### TEXT SECTION
= = = = =

10/18/2005

Entry Seven: Sitting in the Stand

[A story in many parts]

I am the disappointing child. Not so much in a general sense because I believe both my parents are proud of me as a son, dad and husband. But in the more specific world of shotgun shells and lures, I am a disappointment; I am not a hunter. I am a first-born child of a first-born child and that mantle carries with it a lot of responsibility, especially when it comes to traditions and “things we do.” My father did his best to make me a hunter in the long, glorious genealogy of Colle men, but without success. No, it was uglier than that. The genealogical experiment was a spectacular, weepy failure. I imagine that The Colle Hunting Man tradition goes back to our families early days in the boggy backwaters of Louisiana when we were known as The Kuhl Hunting Men, fresh off the boat from Germany. I can imagine great, great, great, great relative Wilhelm Kuhl spotting his first nutria on the muddy shore of a bayou and, balancing himself in his peyroux, he loaded up his musket and took aim at his first American kill. Over time, the game got bigger and the guns got better, but everything sights-in on one thing--Colle men were hunters. As a child, I looked that tradition squarely in the face and walked away. But not without a fight. I can recall the many mornings that my dad rustled me out of bed to drive several hours to sit in a freezing, wet, duck blind that was placed on the edge of some levee-rimmed rice field in Central Texas. We had to arrive and be in place before sun-up because that was when we, by law, could start shooting. I remember sitting in the blind, frozen and afraid to move for fear of scaring away the ducks, and wishing that it was light enough to read a book. That was not the example of the hard-edged mentality that a hunter must possess.

= = = = =

### MATERIAL
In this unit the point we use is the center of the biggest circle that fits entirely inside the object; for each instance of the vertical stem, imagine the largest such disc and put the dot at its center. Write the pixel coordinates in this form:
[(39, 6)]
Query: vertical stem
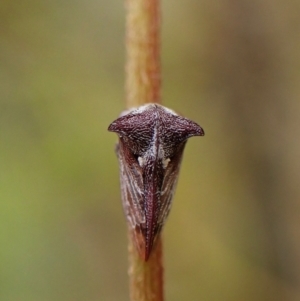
[(143, 86), (143, 46)]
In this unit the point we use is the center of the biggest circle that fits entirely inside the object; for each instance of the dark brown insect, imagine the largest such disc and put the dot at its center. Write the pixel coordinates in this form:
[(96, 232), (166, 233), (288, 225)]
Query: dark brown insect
[(150, 148)]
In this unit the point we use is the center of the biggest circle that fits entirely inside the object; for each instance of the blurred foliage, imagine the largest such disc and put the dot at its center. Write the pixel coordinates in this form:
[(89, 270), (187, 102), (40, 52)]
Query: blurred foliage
[(233, 67)]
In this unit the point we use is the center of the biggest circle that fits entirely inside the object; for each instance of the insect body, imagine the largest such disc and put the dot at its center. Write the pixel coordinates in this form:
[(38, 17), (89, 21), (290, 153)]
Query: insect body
[(150, 149)]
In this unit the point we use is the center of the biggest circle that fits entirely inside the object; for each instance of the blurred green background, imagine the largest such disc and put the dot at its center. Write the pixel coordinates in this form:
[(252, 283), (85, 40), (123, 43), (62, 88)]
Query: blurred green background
[(233, 232)]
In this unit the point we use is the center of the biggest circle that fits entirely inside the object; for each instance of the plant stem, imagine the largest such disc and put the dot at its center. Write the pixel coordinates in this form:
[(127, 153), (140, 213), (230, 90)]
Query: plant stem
[(143, 46), (142, 85)]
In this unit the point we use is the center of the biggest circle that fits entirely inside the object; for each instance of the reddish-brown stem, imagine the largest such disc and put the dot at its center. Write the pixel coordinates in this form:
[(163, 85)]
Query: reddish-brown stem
[(142, 85), (143, 78)]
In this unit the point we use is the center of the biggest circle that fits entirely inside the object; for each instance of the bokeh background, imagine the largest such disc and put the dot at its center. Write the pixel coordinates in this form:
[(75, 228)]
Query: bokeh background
[(233, 232)]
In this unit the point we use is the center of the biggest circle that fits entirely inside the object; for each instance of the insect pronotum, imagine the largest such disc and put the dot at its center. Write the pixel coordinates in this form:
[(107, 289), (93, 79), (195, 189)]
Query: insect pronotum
[(151, 143)]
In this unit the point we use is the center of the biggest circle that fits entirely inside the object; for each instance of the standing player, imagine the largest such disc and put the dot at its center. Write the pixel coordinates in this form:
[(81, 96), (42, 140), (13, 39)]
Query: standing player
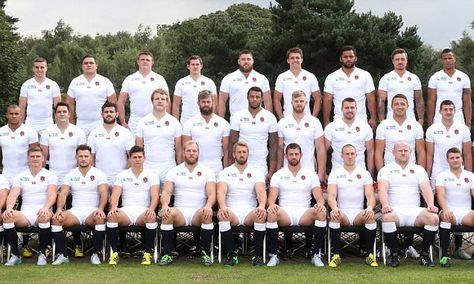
[(38, 96), (304, 129), (349, 81), (236, 85), (188, 88), (350, 130), (396, 128), (347, 188), (258, 128), (400, 81), (160, 128), (194, 188), (88, 186), (449, 84), (399, 185), (138, 86), (210, 131), (239, 186), (59, 142), (110, 143), (454, 191), (293, 186), (296, 78), (37, 187), (139, 189), (87, 93)]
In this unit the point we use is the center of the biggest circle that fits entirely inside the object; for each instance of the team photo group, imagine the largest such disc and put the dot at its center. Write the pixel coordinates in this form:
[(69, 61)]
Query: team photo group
[(245, 155)]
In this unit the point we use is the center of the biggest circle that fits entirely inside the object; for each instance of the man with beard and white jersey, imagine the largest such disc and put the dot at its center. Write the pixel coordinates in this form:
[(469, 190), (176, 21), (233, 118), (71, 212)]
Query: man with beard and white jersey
[(37, 187), (140, 190), (304, 129), (194, 188), (399, 186), (87, 93), (235, 86), (59, 142), (349, 81), (400, 81), (38, 96), (397, 128), (15, 139), (454, 191), (210, 131), (449, 84), (110, 143), (347, 188), (138, 87), (258, 128), (160, 134), (293, 185), (295, 79), (239, 186), (444, 135), (350, 130), (188, 88), (89, 189)]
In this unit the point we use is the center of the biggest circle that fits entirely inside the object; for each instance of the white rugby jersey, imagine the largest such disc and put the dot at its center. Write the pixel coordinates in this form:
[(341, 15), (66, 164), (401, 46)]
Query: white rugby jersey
[(449, 88), (406, 85), (209, 138), (85, 189), (14, 147), (136, 190), (457, 191), (90, 96), (304, 134), (139, 90), (254, 131), (158, 136), (34, 189), (341, 134), (287, 83), (403, 184), (62, 148), (356, 86), (110, 149), (190, 187), (350, 186), (188, 89), (39, 112), (294, 191), (237, 86), (241, 186), (392, 132)]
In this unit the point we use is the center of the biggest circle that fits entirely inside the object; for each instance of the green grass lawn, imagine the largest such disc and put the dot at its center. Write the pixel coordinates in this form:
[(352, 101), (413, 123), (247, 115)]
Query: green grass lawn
[(185, 271)]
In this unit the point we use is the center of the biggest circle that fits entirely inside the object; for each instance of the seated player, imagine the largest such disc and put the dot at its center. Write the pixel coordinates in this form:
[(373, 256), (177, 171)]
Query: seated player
[(239, 186), (194, 189), (454, 190), (293, 186), (347, 188), (37, 187), (89, 188), (140, 190)]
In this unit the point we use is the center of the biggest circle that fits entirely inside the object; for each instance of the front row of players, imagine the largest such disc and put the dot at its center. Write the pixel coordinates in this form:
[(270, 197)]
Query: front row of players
[(241, 196)]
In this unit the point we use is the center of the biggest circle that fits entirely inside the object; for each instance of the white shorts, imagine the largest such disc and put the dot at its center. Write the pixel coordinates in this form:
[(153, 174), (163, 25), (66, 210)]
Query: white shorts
[(188, 214), (81, 213), (351, 214), (241, 213), (295, 214), (133, 212), (407, 216)]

= = = = =

### CHALLENGE 1
Answer these questions from the hunting essay.
(a) From which country were the Kuhl Hunting Men newly arrived?
(b) Where was the duck blind placed?
(c) What did the narrator wish there were enough light to do while sitting in the blind?
### CHALLENGE 2
Carry on the hunting essay, starting after its final sentence.

### FINAL ANSWER 1
(a) Germany.
(b) On the edge of a levee-rimmed rice field in Central Texas.
(c) Read a book.

### FINAL ANSWER 2
Dad was careful not to let on, but I am sure that he was disappointed his oldest son did not embrace the hunting life. There were early signs that I was not destined for the woods and rice fields–for instance the first time dad let me shoot his shotgun. It was supposed to be a defining moment, a passing of the torch. All I remember was the gun was so heavy that I couldn’t hold it on my shoulder so it kept sliding down my arm and, when I finally pulled the trigger, it "kicked" me so hard that I dropped the gun on the ground and cried. The crowning moment was the morning my dad looked over to my corner of the duck blind and saw me cradling a freshly killed greenhead mallard duck in my arms--and crying. Since most of my memories of hunting involved crying, my dad began to figure out that my time as a hunter was over before it ever really started. Many years later, I was given another chance to embrace the hunting life. I had accepted an invitation from my dad to accompany him on his annual deer-hunting trip with his buddies. I was 39 years old and 27 years had elapsed since my last attempt. I was giving it one more shot. (to be continued...)

All words and images ©2005/J. Colle

3 comments:

the little one said...

What a squirrl....

Jaysephus said...

Dear Little One: I was always the pretty one. You were always the smart one. I'd rather be smart than pretty...

the little one said...

yes..but looks can be deceiving...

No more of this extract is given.